> _Object point labels_
============================================================

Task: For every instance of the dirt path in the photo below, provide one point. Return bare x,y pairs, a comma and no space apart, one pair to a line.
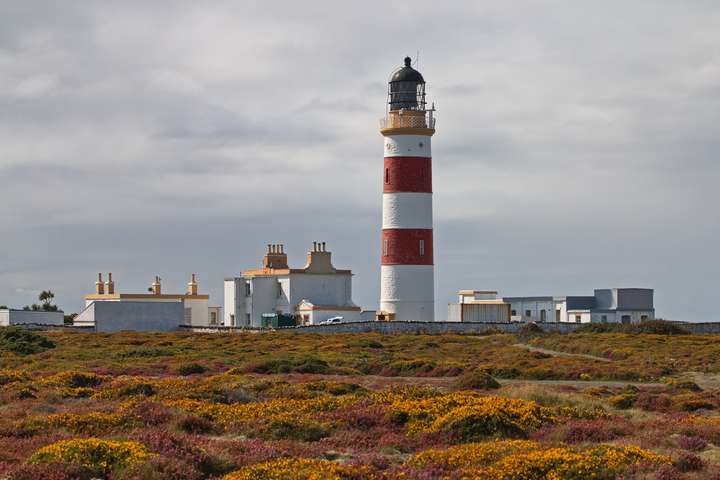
376,382
556,353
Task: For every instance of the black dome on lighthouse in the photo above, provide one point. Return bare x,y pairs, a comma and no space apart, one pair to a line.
407,74
406,89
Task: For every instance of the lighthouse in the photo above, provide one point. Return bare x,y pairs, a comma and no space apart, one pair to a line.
407,278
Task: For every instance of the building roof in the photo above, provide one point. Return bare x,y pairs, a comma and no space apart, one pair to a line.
307,305
407,73
145,296
273,272
485,302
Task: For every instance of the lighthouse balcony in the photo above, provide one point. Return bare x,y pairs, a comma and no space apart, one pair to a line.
421,120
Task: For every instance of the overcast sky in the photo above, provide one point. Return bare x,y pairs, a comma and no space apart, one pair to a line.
576,147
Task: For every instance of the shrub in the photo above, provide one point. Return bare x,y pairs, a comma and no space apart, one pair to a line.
138,389
238,395
191,369
656,327
73,379
161,468
602,462
52,471
8,376
653,403
476,379
151,413
596,431
194,424
623,401
296,468
692,443
294,429
528,331
290,364
687,462
98,456
22,341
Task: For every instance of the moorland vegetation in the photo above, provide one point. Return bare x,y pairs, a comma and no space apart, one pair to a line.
591,404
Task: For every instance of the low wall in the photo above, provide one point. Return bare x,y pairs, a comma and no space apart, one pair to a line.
438,327
138,316
405,327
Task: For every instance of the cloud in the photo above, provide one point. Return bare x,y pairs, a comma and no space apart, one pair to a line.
575,147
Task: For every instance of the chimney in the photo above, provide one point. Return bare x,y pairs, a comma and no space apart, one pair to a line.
275,257
192,286
155,286
99,286
319,260
110,285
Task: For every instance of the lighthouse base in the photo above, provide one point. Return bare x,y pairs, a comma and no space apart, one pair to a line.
407,292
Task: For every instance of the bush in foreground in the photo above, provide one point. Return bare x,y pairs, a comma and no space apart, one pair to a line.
98,456
23,341
477,380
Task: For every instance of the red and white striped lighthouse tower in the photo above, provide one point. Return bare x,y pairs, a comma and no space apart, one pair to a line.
407,279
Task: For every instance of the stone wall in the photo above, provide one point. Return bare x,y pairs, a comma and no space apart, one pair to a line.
443,327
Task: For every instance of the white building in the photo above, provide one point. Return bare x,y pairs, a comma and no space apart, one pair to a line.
107,310
479,306
9,317
314,293
613,305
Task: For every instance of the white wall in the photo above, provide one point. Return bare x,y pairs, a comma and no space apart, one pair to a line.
408,292
27,317
535,307
319,316
230,291
584,315
199,309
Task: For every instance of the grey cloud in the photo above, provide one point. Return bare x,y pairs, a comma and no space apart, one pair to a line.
575,146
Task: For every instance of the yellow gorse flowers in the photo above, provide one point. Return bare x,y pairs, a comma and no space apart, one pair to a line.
100,456
297,468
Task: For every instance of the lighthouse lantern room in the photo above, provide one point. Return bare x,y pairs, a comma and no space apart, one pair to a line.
407,279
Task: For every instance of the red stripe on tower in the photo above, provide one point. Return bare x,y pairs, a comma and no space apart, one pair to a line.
407,246
408,174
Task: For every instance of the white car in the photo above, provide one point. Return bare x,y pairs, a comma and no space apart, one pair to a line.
332,320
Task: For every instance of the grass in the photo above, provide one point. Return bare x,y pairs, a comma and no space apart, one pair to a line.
360,406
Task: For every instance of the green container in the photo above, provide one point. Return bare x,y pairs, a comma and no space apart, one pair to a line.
277,320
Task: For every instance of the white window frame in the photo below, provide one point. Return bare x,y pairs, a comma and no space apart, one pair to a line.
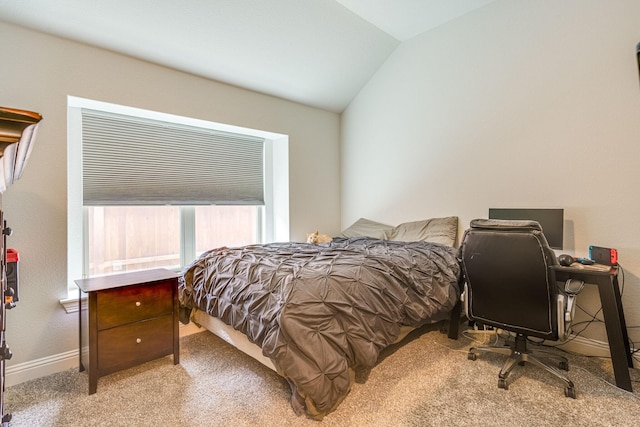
275,225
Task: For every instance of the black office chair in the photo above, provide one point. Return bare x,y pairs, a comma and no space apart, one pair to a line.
509,285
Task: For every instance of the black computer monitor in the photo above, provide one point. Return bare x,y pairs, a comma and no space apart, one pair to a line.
551,221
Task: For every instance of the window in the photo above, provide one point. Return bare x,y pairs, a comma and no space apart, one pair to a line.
135,205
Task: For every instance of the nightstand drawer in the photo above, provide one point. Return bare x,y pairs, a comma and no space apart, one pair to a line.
133,303
129,345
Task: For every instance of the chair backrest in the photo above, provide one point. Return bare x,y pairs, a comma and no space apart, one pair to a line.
508,280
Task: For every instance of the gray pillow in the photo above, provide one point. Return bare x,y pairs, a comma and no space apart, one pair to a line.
435,230
367,228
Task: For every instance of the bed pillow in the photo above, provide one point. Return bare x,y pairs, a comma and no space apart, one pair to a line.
435,230
367,228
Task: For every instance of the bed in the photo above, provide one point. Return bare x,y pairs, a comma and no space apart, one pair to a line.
316,313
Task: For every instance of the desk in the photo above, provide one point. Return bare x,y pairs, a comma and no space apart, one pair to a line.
607,282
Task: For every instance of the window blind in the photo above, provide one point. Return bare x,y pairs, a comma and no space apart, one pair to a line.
129,160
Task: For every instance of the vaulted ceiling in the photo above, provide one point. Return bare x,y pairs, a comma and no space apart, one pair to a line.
316,52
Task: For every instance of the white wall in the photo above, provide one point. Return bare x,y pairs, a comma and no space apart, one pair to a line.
37,72
517,104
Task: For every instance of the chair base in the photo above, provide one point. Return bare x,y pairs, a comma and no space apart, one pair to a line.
519,354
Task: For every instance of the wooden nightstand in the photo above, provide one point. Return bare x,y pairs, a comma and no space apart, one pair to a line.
130,318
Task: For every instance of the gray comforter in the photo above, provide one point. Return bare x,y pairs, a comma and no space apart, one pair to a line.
320,311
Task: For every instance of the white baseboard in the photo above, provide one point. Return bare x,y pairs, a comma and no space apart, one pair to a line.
33,369
26,371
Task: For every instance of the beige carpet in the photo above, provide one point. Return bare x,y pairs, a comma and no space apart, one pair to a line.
428,381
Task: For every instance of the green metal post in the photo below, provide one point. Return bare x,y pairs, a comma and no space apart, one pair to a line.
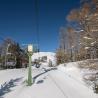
29,71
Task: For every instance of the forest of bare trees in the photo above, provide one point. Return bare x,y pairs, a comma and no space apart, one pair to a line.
78,40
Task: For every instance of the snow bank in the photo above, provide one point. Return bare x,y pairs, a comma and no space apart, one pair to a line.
72,70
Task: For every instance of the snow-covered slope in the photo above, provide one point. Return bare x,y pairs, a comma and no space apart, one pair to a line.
50,56
65,82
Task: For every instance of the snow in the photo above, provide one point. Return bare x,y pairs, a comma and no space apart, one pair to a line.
64,82
50,56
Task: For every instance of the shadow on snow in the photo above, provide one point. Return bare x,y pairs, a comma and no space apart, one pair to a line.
6,87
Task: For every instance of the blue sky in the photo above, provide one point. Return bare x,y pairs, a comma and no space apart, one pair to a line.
18,21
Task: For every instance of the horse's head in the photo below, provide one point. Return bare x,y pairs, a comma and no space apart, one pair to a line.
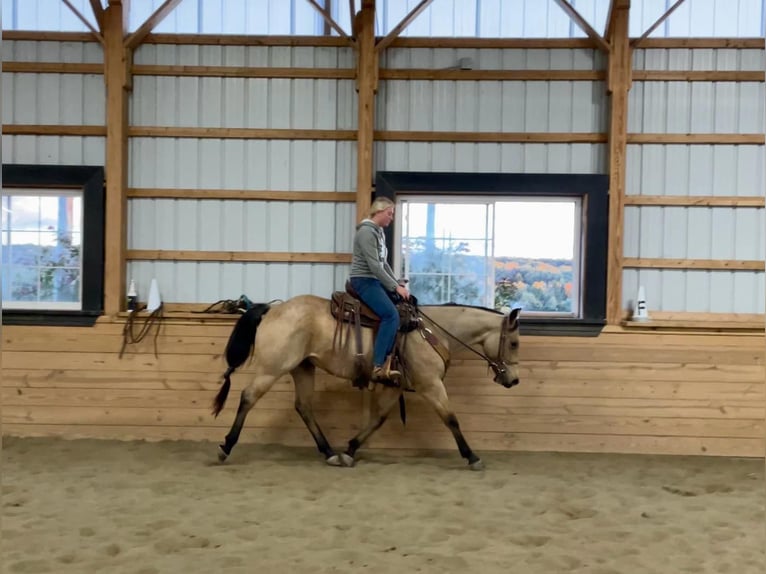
503,347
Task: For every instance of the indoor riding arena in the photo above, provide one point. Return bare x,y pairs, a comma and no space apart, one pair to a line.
576,207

============================================================

Print the lines from the one that contains "Task: For every instance of the blue" through the last line of the data, exactly and in full, and no other lines. Pictures are not part of the copy.

Task: For every instance of the blue sky in the photo above, provide one point. Return bare x,y pairs, a comma and no space apart, one pair to a line.
18,21
Task: For every instance of the horse's head in the photo below, provide one point. Return bare x,y pairs, a comma and no space apart, one pair to a line.
503,347
Task: For every instance of the indoor riding arena in the photo above, provide one point. Return bare x,y pairs, a comma and no space apart, one pair to a line.
576,207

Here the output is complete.